_Records for processing_.
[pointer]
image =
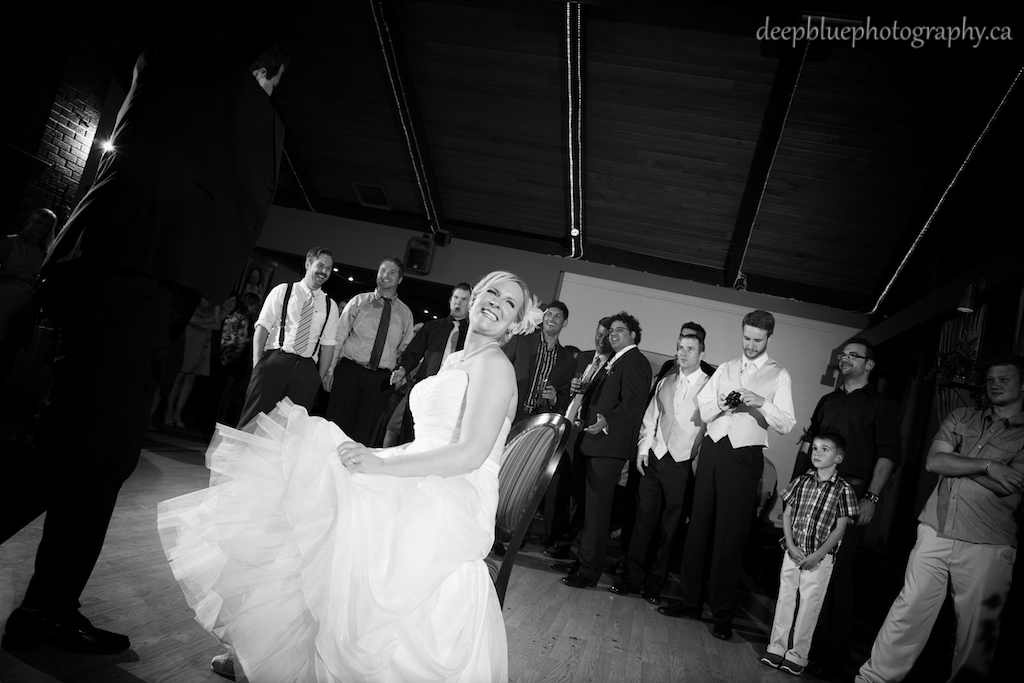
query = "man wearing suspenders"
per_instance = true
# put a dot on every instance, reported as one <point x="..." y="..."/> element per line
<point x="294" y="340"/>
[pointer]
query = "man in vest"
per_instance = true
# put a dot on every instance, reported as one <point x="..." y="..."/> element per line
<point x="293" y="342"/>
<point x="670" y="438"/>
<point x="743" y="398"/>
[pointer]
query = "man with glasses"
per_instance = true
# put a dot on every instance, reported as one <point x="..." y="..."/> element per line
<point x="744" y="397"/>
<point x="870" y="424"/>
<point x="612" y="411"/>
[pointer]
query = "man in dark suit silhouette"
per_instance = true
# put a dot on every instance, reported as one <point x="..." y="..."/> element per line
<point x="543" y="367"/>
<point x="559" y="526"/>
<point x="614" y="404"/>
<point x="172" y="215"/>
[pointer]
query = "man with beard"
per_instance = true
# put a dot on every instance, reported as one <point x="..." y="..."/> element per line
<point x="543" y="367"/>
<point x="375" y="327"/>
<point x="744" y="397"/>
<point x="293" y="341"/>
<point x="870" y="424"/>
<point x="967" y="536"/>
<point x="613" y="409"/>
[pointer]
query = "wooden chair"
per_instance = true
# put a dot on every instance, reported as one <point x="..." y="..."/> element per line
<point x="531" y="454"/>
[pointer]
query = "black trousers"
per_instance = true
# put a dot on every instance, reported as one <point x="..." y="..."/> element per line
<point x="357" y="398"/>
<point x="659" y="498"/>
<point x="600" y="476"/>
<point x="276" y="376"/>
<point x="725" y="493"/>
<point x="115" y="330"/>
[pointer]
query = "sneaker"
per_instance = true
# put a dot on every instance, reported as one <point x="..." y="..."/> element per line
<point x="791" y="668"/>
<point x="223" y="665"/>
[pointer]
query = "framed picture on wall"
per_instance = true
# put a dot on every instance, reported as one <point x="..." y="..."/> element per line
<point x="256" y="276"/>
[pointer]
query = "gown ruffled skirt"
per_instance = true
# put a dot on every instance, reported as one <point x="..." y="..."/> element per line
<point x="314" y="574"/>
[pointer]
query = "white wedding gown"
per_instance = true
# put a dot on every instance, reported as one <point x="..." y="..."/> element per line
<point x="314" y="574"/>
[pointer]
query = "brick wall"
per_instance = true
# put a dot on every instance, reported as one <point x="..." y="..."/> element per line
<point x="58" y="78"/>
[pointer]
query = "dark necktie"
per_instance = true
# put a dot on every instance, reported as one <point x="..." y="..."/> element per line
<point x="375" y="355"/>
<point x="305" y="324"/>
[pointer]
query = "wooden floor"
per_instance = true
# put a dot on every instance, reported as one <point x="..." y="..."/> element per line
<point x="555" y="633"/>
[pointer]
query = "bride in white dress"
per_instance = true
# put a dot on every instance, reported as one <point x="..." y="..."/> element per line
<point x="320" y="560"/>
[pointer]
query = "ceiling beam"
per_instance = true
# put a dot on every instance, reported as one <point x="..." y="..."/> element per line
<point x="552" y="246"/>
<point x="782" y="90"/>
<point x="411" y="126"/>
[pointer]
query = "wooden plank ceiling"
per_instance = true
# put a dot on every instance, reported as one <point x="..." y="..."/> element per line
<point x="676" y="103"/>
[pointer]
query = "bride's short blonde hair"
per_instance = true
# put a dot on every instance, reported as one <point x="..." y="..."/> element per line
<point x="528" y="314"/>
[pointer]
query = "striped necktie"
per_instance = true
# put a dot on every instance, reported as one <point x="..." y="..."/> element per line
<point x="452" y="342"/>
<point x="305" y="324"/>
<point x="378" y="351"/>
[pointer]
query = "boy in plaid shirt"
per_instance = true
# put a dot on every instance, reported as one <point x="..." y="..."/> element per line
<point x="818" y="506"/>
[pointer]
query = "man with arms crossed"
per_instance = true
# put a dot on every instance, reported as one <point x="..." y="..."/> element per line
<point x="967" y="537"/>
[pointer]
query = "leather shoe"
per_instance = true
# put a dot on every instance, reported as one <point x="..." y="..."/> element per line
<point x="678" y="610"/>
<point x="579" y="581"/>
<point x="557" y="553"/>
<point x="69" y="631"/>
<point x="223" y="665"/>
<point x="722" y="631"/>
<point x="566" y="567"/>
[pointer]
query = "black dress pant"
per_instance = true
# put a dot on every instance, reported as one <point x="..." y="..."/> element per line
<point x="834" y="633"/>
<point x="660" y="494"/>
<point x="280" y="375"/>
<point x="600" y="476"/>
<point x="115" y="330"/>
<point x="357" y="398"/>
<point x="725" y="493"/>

_Task requirements_. Lines with the word "wall" in them: report all of these from the listing above.

_Response area_.
query = "framed picture on wall"
query = "brick wall"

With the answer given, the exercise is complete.